### Problem description
What you return should match the data word for word, minus the images.

### Records supplied
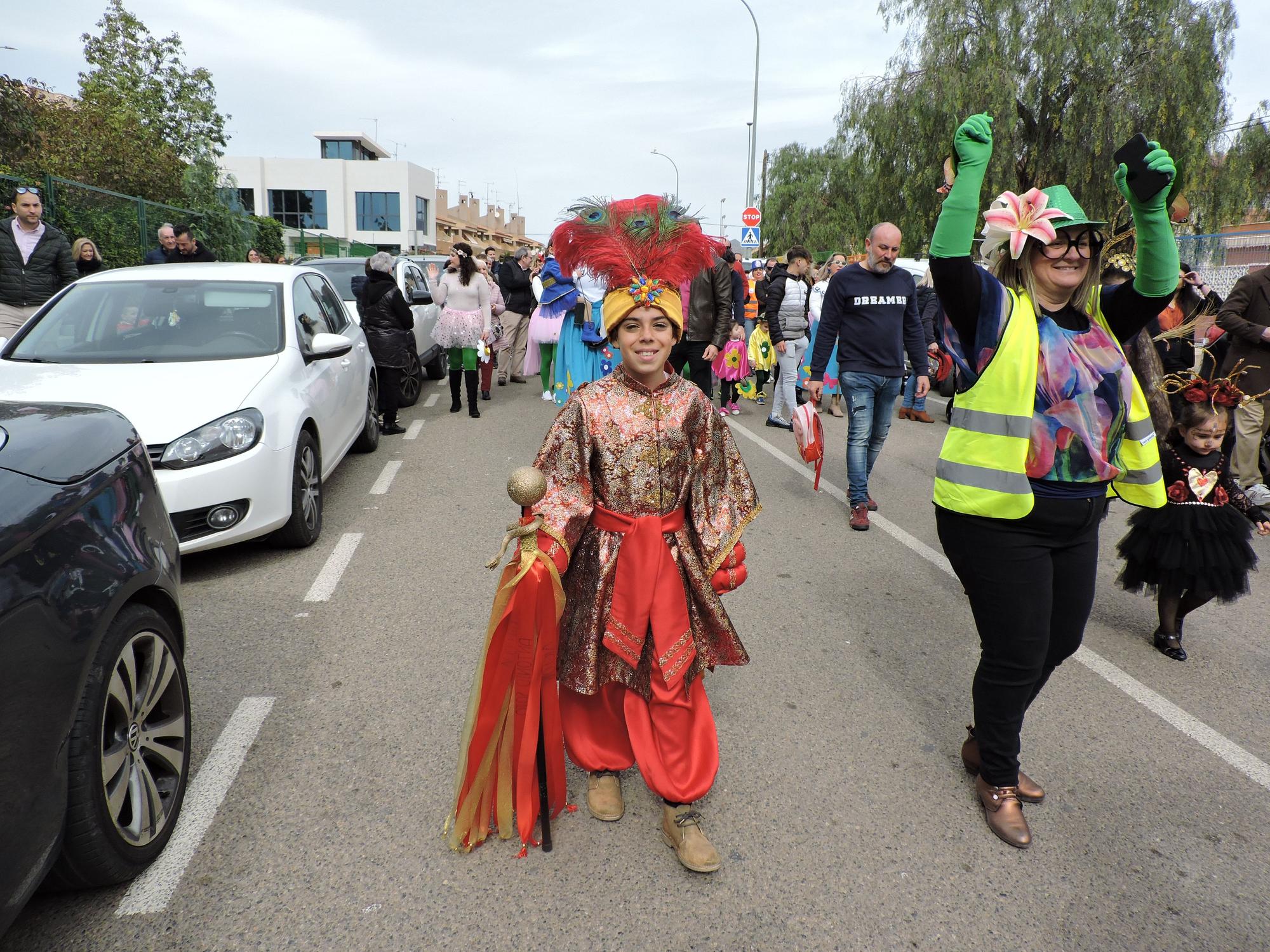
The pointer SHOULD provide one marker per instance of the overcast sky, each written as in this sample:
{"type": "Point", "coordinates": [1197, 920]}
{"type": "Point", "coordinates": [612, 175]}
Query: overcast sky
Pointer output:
{"type": "Point", "coordinates": [539, 103]}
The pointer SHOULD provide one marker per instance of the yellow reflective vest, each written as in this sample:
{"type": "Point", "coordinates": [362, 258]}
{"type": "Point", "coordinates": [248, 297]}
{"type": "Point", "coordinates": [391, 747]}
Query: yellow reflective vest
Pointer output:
{"type": "Point", "coordinates": [982, 468]}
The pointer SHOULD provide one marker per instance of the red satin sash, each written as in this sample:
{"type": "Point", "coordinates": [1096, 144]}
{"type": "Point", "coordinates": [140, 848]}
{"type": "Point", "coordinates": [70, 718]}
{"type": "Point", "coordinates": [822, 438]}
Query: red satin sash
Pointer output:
{"type": "Point", "coordinates": [648, 593]}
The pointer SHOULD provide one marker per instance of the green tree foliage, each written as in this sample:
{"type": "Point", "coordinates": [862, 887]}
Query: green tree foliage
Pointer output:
{"type": "Point", "coordinates": [148, 77]}
{"type": "Point", "coordinates": [1066, 81]}
{"type": "Point", "coordinates": [269, 238]}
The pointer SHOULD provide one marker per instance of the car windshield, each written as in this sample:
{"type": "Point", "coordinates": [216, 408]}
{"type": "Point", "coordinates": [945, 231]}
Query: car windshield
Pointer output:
{"type": "Point", "coordinates": [341, 274]}
{"type": "Point", "coordinates": [158, 322]}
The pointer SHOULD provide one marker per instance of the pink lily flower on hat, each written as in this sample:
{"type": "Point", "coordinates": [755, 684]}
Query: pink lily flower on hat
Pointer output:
{"type": "Point", "coordinates": [1022, 218]}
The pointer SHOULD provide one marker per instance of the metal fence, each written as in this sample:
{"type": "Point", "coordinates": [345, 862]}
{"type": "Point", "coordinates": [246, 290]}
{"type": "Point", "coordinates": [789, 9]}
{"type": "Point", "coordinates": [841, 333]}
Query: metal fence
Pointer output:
{"type": "Point", "coordinates": [121, 227]}
{"type": "Point", "coordinates": [1226, 257]}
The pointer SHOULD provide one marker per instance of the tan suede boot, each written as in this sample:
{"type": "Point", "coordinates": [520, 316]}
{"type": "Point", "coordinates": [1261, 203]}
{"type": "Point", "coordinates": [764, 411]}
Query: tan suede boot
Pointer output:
{"type": "Point", "coordinates": [605, 797]}
{"type": "Point", "coordinates": [681, 830]}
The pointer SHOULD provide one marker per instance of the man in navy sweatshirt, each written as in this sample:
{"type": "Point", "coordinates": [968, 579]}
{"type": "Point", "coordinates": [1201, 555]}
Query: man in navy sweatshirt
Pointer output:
{"type": "Point", "coordinates": [871, 313]}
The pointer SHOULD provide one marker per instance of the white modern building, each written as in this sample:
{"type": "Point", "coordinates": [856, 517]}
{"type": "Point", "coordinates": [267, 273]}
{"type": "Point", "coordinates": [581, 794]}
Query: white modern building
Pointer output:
{"type": "Point", "coordinates": [352, 190]}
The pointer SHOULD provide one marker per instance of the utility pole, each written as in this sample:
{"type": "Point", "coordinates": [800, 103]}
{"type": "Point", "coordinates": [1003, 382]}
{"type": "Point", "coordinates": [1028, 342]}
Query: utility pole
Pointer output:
{"type": "Point", "coordinates": [763, 199]}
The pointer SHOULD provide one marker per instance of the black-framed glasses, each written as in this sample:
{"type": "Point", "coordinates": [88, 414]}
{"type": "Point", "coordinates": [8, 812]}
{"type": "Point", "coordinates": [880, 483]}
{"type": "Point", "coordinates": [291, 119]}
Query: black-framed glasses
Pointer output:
{"type": "Point", "coordinates": [1088, 244]}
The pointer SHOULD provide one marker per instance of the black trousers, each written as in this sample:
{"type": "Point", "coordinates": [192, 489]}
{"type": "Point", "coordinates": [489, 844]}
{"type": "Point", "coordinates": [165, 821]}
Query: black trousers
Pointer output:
{"type": "Point", "coordinates": [1031, 583]}
{"type": "Point", "coordinates": [391, 389]}
{"type": "Point", "coordinates": [692, 354]}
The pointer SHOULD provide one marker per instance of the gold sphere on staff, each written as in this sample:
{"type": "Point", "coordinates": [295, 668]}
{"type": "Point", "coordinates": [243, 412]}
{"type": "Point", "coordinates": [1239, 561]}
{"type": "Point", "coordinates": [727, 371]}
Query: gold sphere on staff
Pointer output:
{"type": "Point", "coordinates": [526, 487]}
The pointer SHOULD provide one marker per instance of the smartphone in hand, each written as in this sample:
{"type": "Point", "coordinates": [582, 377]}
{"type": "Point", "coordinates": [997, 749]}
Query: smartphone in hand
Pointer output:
{"type": "Point", "coordinates": [1142, 181]}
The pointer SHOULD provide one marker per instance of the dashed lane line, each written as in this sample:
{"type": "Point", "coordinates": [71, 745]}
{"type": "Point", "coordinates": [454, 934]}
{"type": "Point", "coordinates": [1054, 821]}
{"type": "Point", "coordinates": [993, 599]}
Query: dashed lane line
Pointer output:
{"type": "Point", "coordinates": [385, 480]}
{"type": "Point", "coordinates": [153, 890]}
{"type": "Point", "coordinates": [1243, 761]}
{"type": "Point", "coordinates": [324, 586]}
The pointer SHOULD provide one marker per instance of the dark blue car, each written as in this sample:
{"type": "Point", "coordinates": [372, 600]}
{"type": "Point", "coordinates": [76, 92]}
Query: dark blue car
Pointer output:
{"type": "Point", "coordinates": [95, 705]}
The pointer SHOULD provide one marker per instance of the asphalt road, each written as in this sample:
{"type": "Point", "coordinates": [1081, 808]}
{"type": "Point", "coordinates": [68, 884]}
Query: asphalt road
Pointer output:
{"type": "Point", "coordinates": [841, 809]}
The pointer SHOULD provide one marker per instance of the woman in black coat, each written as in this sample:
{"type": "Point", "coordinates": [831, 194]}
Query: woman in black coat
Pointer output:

### Written answer
The pointer SHOULD provide one marker per instance of the overcast sky, each written as in this sample:
{"type": "Point", "coordinates": [1197, 920]}
{"type": "Point", "coordinates": [612, 175]}
Query: overcast sky
Pointer output:
{"type": "Point", "coordinates": [539, 103]}
The pointer SHOULD provide one marker per instance of the yellow reflective vest, each written as in this sample:
{"type": "Point", "coordinates": [362, 258]}
{"type": "Point", "coordinates": [248, 297]}
{"type": "Point", "coordinates": [391, 747]}
Query: yellow reflective vest
Pointer output:
{"type": "Point", "coordinates": [982, 468]}
The pointer SHOULD provide one marker per instance of the red satin sash, each written as in this sample:
{"type": "Point", "coordinates": [1096, 144]}
{"type": "Point", "coordinates": [140, 848]}
{"type": "Point", "coordinates": [70, 718]}
{"type": "Point", "coordinates": [822, 438]}
Query: red satin sash
Pointer output:
{"type": "Point", "coordinates": [648, 593]}
The pointer SHOULD provide one marker per instance of the green tree foliage, each written as in this sample:
{"type": "Point", "coordinates": [862, 887]}
Query: green tree foliage
Pointer output:
{"type": "Point", "coordinates": [148, 77]}
{"type": "Point", "coordinates": [1066, 81]}
{"type": "Point", "coordinates": [269, 238]}
The pointer SHOULD provide one marker per instance of the car windshield, each written as in this sample:
{"type": "Point", "coordinates": [216, 408]}
{"type": "Point", "coordinates": [945, 231]}
Query: car windshield
Pointer output:
{"type": "Point", "coordinates": [341, 274]}
{"type": "Point", "coordinates": [158, 322]}
The pointer SHOULD provide one marker per instance of the pink lily flower on hat, each written as in this sample:
{"type": "Point", "coordinates": [755, 684]}
Query: pink lily flower on hat
Pointer output:
{"type": "Point", "coordinates": [1022, 218]}
The pointer SHOULD provide one marker per instance of the metal fence, each written as in this sample:
{"type": "Point", "coordinates": [345, 862]}
{"type": "Point", "coordinates": [246, 290]}
{"type": "Point", "coordinates": [789, 9]}
{"type": "Point", "coordinates": [841, 333]}
Query: metal fence
Pointer output:
{"type": "Point", "coordinates": [121, 227]}
{"type": "Point", "coordinates": [1226, 257]}
The pointer SHOULD provide one marker per instance of the tan suede boot, each written as in this sample:
{"type": "Point", "coordinates": [520, 316]}
{"type": "Point", "coordinates": [1261, 203]}
{"type": "Point", "coordinates": [764, 411]}
Query: tan suede boot
Pointer output:
{"type": "Point", "coordinates": [605, 797]}
{"type": "Point", "coordinates": [681, 830]}
The pointer SHOULD provide one marker per instance of the man in navy sweatshirt, each written as in this sample:
{"type": "Point", "coordinates": [968, 579]}
{"type": "Point", "coordinates": [1201, 555]}
Query: man in navy sweatshirt
Pointer output:
{"type": "Point", "coordinates": [871, 313]}
The pointer SHOULD provide one marker per instance of the white modern building, each written as in this sample:
{"type": "Point", "coordinates": [856, 517]}
{"type": "Point", "coordinates": [267, 273]}
{"type": "Point", "coordinates": [581, 794]}
Query: white modern building
Pointer output:
{"type": "Point", "coordinates": [352, 190]}
The pointer SHOULD provide one marker per instance of the utility pole, each written as in this sample:
{"type": "Point", "coordinates": [800, 103]}
{"type": "Point", "coordinates": [1003, 382]}
{"type": "Point", "coordinates": [1028, 342]}
Query: utility pole
Pointer output:
{"type": "Point", "coordinates": [763, 199]}
The pointer SHOULD provide one marker per instance of the black-framed glasses, each written as in this sample:
{"type": "Point", "coordinates": [88, 414]}
{"type": "Point", "coordinates": [8, 812]}
{"type": "Point", "coordinates": [880, 483]}
{"type": "Point", "coordinates": [291, 119]}
Query: black-framed glasses
Pointer output:
{"type": "Point", "coordinates": [1088, 244]}
The pointer SHOULD provide one marker per instance of the black trousers, each written as in this sample:
{"type": "Point", "coordinates": [192, 489]}
{"type": "Point", "coordinates": [489, 844]}
{"type": "Point", "coordinates": [165, 821]}
Query: black trousers
Pointer output:
{"type": "Point", "coordinates": [1031, 583]}
{"type": "Point", "coordinates": [391, 389]}
{"type": "Point", "coordinates": [692, 354]}
The pointer SHOULD provide one marker per instance of the gold sphere on staff, each written as in this sample:
{"type": "Point", "coordinates": [295, 668]}
{"type": "Point", "coordinates": [243, 412]}
{"type": "Point", "coordinates": [1239, 561]}
{"type": "Point", "coordinates": [727, 371]}
Query: gold sphere on staff
Pointer output:
{"type": "Point", "coordinates": [526, 487]}
The pointer SHOULD provide one marker per instance of the smartphone in hand, each written as in this sample:
{"type": "Point", "coordinates": [582, 377]}
{"type": "Point", "coordinates": [997, 749]}
Query: smartphone in hand
Pointer output:
{"type": "Point", "coordinates": [1142, 181]}
The pointer SHOULD provide one marker per instance of the dashed lane line, each written as in this sample:
{"type": "Point", "coordinates": [71, 745]}
{"type": "Point", "coordinates": [454, 934]}
{"type": "Point", "coordinates": [1054, 821]}
{"type": "Point", "coordinates": [993, 599]}
Query: dashed lane line
Pointer output:
{"type": "Point", "coordinates": [385, 480]}
{"type": "Point", "coordinates": [153, 890]}
{"type": "Point", "coordinates": [1243, 761]}
{"type": "Point", "coordinates": [324, 586]}
The pointer SHOULD provide one marker per instance of the dark blue car, each written as in this sample:
{"type": "Point", "coordinates": [372, 600]}
{"type": "Point", "coordinates": [76, 92]}
Query: dark blue car
Pointer output:
{"type": "Point", "coordinates": [95, 705]}
The pointer SHOULD provide one marker per instance of the asphalt road, each written as in this sample:
{"type": "Point", "coordinates": [1081, 808]}
{"type": "Point", "coordinates": [68, 884]}
Query: asphalt road
Pointer output:
{"type": "Point", "coordinates": [841, 809]}
The pointer SHOULD provide one marker per instance of the woman in black coat, each written as in this sample:
{"type": "Point", "coordinates": [831, 194]}
Query: woman in black coat
Pointer output:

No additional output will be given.